▶ _Actions to take_:
A: Check each statement against the Zaxxon 3-D article and answer yes or no, quoting the article's deciding words: (i) The game came out in North America before it came out in Europe. (ii) Playing the game involves the SegaScope 3-D Glasses. (iii) The Atari Jaguar conversion of the game was released.
B: Carry the Zaxxon 3-D article forward past its final sentence.

▶ _Source document_:
-- Opening Marker --
- Developer: Sega
- Publisher: Sega
- Series: Zaxxon
- Platform: Master System
- Release: JP: November 7, 1987; EU: November 1987; NA: March 1988;
- Genre: Shoot 'em up
- Mode: Single-player

= Zaxxon 3-D =

1987 video game

Zaxxon 3-D is a 1987 video game published by Sega for the Master System console. It is based on Sega's 1982 arcade game, Zaxxon.

==Gameplay==
Zaxxon 3-D is a game in which the player navigates a Zaxxon craft through the nine levels built into the Vargan Space Fortress, using the SegaScope 3-D Glasses connected to the game system.

==Release==
In October 1993, Atari Corporation filed a lawsuit against Sega for an alleged infringement of a patent originally created by Atari Corp. in the 1980s, and Atari sought a preliminary injunction to stop manufacturing, usage, and sales of hardware and software for the Sega Genesis and Game Gear. On September 28, 1994, both parties reached a settlement involving a cross-licensing agreement to publish up to five games each year across their systems until 2001. Zaxxon 3-D was one of the first five games approved from the deal by Sega in order to be converted for the Atari Jaguar, but it was never released.
-- Closing Marker --
▶ _Items listed in a dataset_:
-- Opening Marker --
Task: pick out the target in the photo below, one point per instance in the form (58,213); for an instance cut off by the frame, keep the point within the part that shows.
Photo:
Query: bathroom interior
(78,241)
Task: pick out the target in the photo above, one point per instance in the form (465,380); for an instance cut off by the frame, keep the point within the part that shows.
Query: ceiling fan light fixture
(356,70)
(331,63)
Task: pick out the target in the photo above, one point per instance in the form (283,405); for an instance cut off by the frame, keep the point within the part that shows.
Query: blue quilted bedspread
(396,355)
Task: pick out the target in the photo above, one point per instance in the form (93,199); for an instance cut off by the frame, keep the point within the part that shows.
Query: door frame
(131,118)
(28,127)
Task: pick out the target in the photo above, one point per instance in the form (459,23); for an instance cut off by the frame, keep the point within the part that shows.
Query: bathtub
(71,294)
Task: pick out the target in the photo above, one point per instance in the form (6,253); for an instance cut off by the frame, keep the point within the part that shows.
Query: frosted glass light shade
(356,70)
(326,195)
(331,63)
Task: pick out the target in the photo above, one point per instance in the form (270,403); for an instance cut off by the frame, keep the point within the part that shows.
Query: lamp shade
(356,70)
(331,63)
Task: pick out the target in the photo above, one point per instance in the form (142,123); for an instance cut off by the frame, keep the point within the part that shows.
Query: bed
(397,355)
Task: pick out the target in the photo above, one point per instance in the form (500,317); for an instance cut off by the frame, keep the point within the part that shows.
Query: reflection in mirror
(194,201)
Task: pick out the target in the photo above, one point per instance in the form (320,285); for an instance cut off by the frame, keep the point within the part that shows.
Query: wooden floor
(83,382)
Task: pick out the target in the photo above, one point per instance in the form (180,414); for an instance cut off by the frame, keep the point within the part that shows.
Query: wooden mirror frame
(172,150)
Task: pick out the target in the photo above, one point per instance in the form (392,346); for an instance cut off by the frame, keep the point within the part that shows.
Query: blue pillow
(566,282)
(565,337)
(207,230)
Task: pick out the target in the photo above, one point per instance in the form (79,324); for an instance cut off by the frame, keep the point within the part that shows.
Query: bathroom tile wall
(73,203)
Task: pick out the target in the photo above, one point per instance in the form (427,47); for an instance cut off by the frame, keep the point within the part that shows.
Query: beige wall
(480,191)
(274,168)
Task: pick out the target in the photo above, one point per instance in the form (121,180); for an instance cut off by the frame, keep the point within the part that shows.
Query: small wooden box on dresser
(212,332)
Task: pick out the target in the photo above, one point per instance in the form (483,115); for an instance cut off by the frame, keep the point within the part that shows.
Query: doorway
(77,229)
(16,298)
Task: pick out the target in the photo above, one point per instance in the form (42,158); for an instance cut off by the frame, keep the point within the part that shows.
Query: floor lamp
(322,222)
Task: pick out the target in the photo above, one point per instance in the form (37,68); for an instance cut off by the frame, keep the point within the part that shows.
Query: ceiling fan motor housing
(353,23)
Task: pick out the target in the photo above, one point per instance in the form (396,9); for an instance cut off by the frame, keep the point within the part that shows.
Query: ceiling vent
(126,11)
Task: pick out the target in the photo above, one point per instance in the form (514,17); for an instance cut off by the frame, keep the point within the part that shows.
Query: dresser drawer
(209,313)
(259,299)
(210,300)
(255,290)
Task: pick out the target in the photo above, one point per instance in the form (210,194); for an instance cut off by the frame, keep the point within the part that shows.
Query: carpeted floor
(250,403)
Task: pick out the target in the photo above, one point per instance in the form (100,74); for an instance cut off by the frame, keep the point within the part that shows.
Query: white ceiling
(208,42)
-- Closing Marker --
▶ _Answer section_:
A:
(i) No: "EU: November 1987; NA: March 1988"
(ii) Yes: "using the SegaScope 3-D Glasses connected to the game system"
(iii) No: "but it was never released"

B:
==Reception==
Bill Kunkel reviewed the game for Computer Gaming World, and stated that "words cannot adequately describe the sensations one experiences while playing this game. Though other arcade games have tried to duplicate an illusion of depth, they all comes short of the mark. Zaxxon 3-D serves up the real thing, in a format familiar to most gamers".